The office of the clerk shall be deemed to be the office of the secretary of the
Corporation whenever such office is required for any purpose; and, whenever the
signature of the secretary of the Corporation is required on any instrument, or
document, by the laws of the United States, or of any other state, or in any
other manner whatsoever, the clerk shall have authority to affix his signature
in such capacity. The clerk shall also attend to the giving of all notices and
shall perform such other duties as the By-Laws may provide or the Board of
Directors may assign.

               SECTION 5.   ASSISTANT CLERK. If one shall be elected, the
assistant clerk shall have such powers and perform such duties as the president,
clerk or the Board may from time to time assign and shall perform such other
duties as may be prescribed by these By-Laws. At the request of the clerk, or in
case of his absence or inability to act, the assistant clerk shall perform the
duties of the clerk and, when so acting, shall have all the powers of, and be
subject to all the restrictions upon, the clerk.

▶ THINGS TO DO:
• A. Answer these questions about the by-laws passage above:
(i) The clerk's office is deemed to be the office of which officer?
(ii) Besides the president, who may assign duties to the assistant clerk?
(iii) Under what circumstances does the assistant clerk perform the duties of the clerk?
• B. Repeat word for word the stretch of the by-laws passage above from "The office of the clerk" through "Directors may assign.".

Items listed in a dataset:
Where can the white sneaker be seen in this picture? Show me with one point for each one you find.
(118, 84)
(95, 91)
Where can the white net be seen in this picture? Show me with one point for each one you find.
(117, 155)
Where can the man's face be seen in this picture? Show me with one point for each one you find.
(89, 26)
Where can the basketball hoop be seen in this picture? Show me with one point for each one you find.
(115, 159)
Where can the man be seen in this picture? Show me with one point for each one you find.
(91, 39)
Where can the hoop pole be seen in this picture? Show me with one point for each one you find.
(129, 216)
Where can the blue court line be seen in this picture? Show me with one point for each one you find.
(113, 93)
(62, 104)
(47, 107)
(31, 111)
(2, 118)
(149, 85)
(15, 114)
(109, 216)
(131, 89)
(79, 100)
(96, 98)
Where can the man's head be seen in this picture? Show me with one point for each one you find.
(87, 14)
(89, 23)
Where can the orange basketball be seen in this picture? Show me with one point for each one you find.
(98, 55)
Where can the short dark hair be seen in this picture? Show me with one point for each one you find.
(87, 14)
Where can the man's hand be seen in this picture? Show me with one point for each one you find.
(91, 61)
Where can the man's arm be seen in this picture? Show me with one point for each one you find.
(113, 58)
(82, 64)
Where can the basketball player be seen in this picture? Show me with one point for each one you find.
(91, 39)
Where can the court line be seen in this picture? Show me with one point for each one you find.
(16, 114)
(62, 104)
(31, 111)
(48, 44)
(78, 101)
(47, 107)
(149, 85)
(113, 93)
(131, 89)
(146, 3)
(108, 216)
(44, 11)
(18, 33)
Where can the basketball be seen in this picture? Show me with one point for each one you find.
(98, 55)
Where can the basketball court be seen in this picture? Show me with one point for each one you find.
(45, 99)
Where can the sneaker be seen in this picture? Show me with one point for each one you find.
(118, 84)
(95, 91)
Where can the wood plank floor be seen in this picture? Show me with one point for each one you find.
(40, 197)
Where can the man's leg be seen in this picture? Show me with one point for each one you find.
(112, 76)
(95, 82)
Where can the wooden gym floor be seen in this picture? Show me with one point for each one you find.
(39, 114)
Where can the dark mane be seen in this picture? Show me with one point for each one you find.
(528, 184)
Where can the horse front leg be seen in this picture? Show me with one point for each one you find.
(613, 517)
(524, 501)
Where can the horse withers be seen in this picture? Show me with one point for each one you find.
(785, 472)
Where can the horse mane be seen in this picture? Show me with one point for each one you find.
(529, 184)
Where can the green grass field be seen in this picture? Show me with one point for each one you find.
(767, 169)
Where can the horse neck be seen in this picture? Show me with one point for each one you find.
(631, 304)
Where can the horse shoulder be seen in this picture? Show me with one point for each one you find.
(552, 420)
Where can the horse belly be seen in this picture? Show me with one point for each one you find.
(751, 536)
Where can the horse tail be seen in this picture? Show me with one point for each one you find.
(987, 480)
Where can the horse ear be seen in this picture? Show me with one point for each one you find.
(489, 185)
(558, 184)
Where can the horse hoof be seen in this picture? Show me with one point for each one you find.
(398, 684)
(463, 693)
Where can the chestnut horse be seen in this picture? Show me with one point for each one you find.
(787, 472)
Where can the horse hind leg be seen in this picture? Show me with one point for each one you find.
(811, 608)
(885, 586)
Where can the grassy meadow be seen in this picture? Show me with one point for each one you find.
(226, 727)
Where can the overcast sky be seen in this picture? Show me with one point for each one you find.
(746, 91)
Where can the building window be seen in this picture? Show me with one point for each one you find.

▶ SOLUTIONS TO EACH TASK:
• A.
(i) The secretary of the Corporation.
(ii) The clerk or the Board.
(iii) At the request of the clerk, or when the clerk is absent or unable to act.

• B.
The office of the clerk shall be deemed to be the office of the secretary of the
Corporation whenever such office is required for any purpose; and, whenever the
signature of the secretary of the Corporation is required on any instrument, or
document, by the laws of the United States, or of any other state, or in any
other manner whatsoever, the clerk shall have authority to affix his signature
in such capacity. The clerk shall also attend to the giving of all notices and
shall perform such other duties as the By-Laws may provide or the Board of
Directors may assign.